== Exercise inputs
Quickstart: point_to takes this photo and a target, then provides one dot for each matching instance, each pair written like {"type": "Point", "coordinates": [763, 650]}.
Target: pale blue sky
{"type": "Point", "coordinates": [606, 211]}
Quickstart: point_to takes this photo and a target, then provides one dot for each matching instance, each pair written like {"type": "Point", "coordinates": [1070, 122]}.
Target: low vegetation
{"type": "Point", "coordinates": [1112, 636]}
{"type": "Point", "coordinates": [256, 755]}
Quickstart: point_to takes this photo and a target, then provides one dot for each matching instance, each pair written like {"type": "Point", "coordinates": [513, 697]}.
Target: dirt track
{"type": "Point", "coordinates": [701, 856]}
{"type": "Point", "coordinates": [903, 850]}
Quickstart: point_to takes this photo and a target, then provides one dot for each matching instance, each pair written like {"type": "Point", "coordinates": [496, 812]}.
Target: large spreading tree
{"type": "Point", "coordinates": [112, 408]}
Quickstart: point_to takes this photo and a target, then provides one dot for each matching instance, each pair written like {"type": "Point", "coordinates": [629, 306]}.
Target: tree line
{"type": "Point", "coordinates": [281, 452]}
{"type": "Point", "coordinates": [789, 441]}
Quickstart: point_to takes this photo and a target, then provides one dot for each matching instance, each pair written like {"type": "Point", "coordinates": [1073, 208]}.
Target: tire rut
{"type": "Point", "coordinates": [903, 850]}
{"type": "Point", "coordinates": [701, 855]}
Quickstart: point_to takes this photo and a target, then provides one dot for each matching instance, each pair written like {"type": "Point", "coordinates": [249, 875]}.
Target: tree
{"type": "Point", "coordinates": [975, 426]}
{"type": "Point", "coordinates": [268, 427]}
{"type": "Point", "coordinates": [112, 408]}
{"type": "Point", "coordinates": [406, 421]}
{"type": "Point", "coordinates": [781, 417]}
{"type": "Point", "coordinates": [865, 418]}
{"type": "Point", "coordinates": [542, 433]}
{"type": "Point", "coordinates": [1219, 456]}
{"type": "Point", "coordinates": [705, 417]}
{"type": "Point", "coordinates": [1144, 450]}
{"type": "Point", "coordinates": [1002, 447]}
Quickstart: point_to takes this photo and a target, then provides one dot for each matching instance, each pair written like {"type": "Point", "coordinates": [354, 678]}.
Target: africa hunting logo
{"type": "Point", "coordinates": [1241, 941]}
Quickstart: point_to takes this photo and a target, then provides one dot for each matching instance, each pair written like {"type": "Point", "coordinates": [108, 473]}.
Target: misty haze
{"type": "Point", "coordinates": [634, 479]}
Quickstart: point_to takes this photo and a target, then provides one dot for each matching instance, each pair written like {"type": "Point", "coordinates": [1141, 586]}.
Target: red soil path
====
▶ **Problem description**:
Filter the data above down to lines with the word "written", and copy them.

▶ **Solved exercise**:
Quickstart: point_to takes this photo and a target, then provides one dot for each matching instance, each pair written like {"type": "Point", "coordinates": [763, 650]}.
Quickstart: point_to takes this photo and a target, then provides one dot for each matching instance, each pair written like {"type": "Point", "coordinates": [1070, 122]}.
Quickstart: point_to takes this photo and a target, then provides one dot for each matching instance, each pair written like {"type": "Point", "coordinates": [513, 697]}.
Quickstart: point_to takes this photo and a target, then provides one dot for each matching instance, each pair written like {"type": "Point", "coordinates": [496, 812]}.
Quickstart: point_to takes this photo and a target, then provides one dot for each matching instance, each pair written like {"type": "Point", "coordinates": [629, 306]}.
Quickstart: point_to takes this photo and a target, then provides one dot for each matching instance, each pair written like {"type": "Point", "coordinates": [1073, 208]}.
Quickstart: point_to takes this photo and a target, then provides one dot for each matching instance, each pair written like {"type": "Point", "coordinates": [249, 875]}.
Quickstart: point_to takes this photo and a target, then provides one dot for each matching instance, each pair written like {"type": "Point", "coordinates": [354, 678]}.
Quickstart: point_to takes this photo and a target, then provides one dot for each matching instance, each pair written like {"type": "Point", "coordinates": [108, 473]}.
Quickstart: point_to takes this photo and a target, then provides one dot for each matching instance, each pair written like {"type": "Point", "coordinates": [1141, 586]}.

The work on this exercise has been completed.